**What the task requires:**
Reproduce all of the data below word for word, without changing anything. Leave the pictures out of your answer.

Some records

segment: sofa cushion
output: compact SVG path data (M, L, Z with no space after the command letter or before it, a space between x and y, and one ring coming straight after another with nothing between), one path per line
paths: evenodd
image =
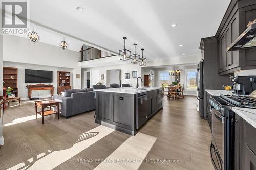
M87 90L87 91L93 91L92 88L87 88L86 89Z
M68 90L65 90L64 91L64 96L65 97L70 97L71 96L71 94L74 93L79 93L81 92L87 92L87 89L68 89Z

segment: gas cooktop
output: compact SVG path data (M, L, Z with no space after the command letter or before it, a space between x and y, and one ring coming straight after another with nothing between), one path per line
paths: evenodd
M220 96L221 99L234 106L256 109L256 99L235 95L221 94Z

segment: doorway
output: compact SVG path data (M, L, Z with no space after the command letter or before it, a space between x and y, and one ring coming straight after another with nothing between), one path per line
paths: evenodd
M90 71L87 71L86 72L86 88L90 88Z
M121 70L114 69L106 70L106 86L110 84L119 84L121 87Z
M99 70L94 70L92 71L91 85L96 85L99 82Z
M90 71L83 71L82 72L82 77L81 79L82 88L84 89L86 88L90 88L90 79L91 79Z

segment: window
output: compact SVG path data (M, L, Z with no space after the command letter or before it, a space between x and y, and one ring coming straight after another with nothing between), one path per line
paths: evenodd
M196 90L196 69L186 70L186 89L188 90Z
M169 85L170 82L169 71L159 71L159 84L163 84L165 86Z

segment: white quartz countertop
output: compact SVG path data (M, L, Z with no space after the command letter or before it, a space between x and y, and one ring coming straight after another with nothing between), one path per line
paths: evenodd
M140 88L146 88L146 90L141 90ZM139 87L139 89L136 89L135 87L120 87L120 88L107 88L105 89L97 89L94 90L95 91L102 91L108 92L112 93L124 93L124 94L135 94L138 93L142 93L143 92L147 92L152 90L161 89L159 87Z
M256 128L256 109L232 107L232 110Z
M211 95L219 96L221 94L224 95L233 95L232 93L234 91L233 90L205 90Z

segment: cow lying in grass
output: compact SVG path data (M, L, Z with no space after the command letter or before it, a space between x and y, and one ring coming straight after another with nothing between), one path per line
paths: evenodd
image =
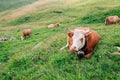
M21 40L24 40L27 36L31 36L32 34L32 30L31 29L25 29L22 31L22 36L21 36Z
M100 40L99 34L89 28L76 28L68 32L67 45L62 47L64 50L69 47L69 52L76 52L77 56L90 58L93 55L93 49Z
M50 24L48 25L48 28L54 28L54 27L59 27L59 23L54 23L54 24Z
M118 16L108 16L105 19L105 25L120 23L120 18Z

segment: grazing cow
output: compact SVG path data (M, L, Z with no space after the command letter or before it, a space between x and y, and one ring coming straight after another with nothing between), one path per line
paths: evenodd
M48 28L58 27L59 25L60 25L59 23L50 24L50 25L48 25Z
M118 16L108 16L105 19L105 25L120 23L120 18Z
M70 53L76 52L79 58L81 58L81 54L85 58L90 58L99 40L100 36L96 31L89 28L76 28L68 32L67 45L61 50L69 47Z
M31 29L25 29L22 31L22 36L21 36L21 40L24 40L27 36L31 36L32 34L32 30Z

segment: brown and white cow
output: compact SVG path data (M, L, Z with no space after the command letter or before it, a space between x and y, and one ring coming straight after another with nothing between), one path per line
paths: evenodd
M25 29L22 31L22 36L21 36L21 40L24 40L27 36L31 36L32 34L32 30L31 29Z
M100 36L96 31L89 28L76 28L68 32L67 45L62 47L61 50L69 47L70 53L77 52L77 55L82 50L84 52L83 56L90 58L99 40Z
M105 25L120 23L120 18L118 16L108 16L105 19Z
M54 23L54 24L50 24L48 25L48 28L54 28L54 27L59 27L59 23Z

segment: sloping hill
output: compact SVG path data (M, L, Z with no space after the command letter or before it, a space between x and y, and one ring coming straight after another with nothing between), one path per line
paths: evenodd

**Correct response:**
segment: sofa cushion
output: compact SVG path data (M, L, Z with no space after the command letter or before it, a space between x and y, and one ring coming straight after another with nothing between), one path per line
paths: evenodd
image =
M87 90L87 91L93 91L92 88L87 88L86 89Z
M68 90L65 90L64 91L64 96L65 97L70 97L71 96L71 94L74 93L79 93L81 92L87 92L87 89L68 89Z

segment: gas cooktop
output: compact SVG path data (M, L, Z with no space after the command letter or before it, a space between x and y, and one ring coming straight after another with nothing between), one path per line
paths: evenodd
M220 96L221 99L234 106L256 109L256 99L235 95L221 94Z

segment: doorway
output: compact SVG path data (M, L, Z with no space after the command letter or before it, a space between x and y, and one ring coming straight after another with nothing between), one path per line
paths: evenodd
M90 71L87 71L86 72L86 88L90 88Z
M121 70L114 69L106 70L106 86L110 84L119 84L121 87Z
M99 70L94 70L92 71L91 85L96 85L99 82Z
M90 71L83 71L82 72L82 77L81 79L82 88L84 89L86 88L90 88L90 79L91 79Z

segment: window
output: compact SVG path data (M, L, Z with no space after the command letter or before it, a space between x and y, and one ring coming straight after another with nothing between), one path per line
paths: evenodd
M196 90L196 69L186 70L186 89L188 90Z
M169 85L170 82L169 71L159 71L159 84L163 84L165 86Z

segment: white quartz countertop
output: compact SVG path data (M, L, Z with no space after the command letter or before it, a space between x and y, and one ring coming straight after another with nothing between), one path per line
paths: evenodd
M140 88L146 88L146 90L141 90ZM139 87L139 89L136 89L135 87L120 87L120 88L107 88L105 89L97 89L94 90L95 91L102 91L108 92L112 93L124 93L124 94L135 94L138 93L142 93L143 92L147 92L152 90L161 89L159 87Z
M256 128L256 109L232 107L232 110Z
M211 95L219 96L221 94L224 95L233 95L232 93L234 91L233 90L205 90Z

segment: cow lying in grass
output: compact SVG path data (M, L, Z with no space after the command letter or before it, a space between x and y, and one ring coming straight after another with nothing between), one path per line
paths: evenodd
image =
M21 40L24 40L27 36L31 36L32 34L32 30L31 29L25 29L22 31L22 36L21 36Z
M100 40L99 34L89 28L76 28L68 32L67 45L62 47L64 50L69 47L69 52L76 52L77 56L90 58L93 55L93 49Z
M50 24L48 25L48 28L54 28L54 27L59 27L59 23L54 23L54 24Z
M118 16L108 16L105 19L105 25L120 23L120 18Z

segment: grazing cow
output: compact SVG path data (M, L, Z with no space after the command letter or before it, a space between x and y, and one ring coming straight after another with nothing between), one path per line
paths: evenodd
M48 28L58 27L59 25L60 25L59 23L50 24L50 25L48 25Z
M118 16L108 16L105 19L105 25L120 23L120 18Z
M70 53L76 52L79 58L81 58L81 54L85 58L90 58L99 40L100 36L96 31L89 28L76 28L68 32L67 45L61 50L69 47Z
M31 29L25 29L22 31L22 36L21 36L21 40L24 40L27 36L31 36L32 34L32 30Z

segment: brown and white cow
output: compact SVG path data (M, L, Z with no space after the command letter or before it, a space between x and y, and one ring coming straight after another with nothing between), one path per line
paths: evenodd
M25 29L22 31L22 36L21 36L21 40L24 40L27 36L31 36L32 34L32 30L31 29Z
M100 36L96 31L89 28L76 28L68 32L67 45L62 47L61 50L69 47L70 53L77 52L77 55L82 50L84 52L83 56L90 58L99 40Z
M105 25L120 23L120 18L118 16L108 16L105 19Z
M54 23L54 24L50 24L48 25L48 28L54 28L54 27L59 27L59 23Z

segment: sloping hill
output: compact SVG path data (M, L, Z with no space after the command letter or before it, a space between x and y, and one ring coming straight after another with nothing between), one path per line
paths: evenodd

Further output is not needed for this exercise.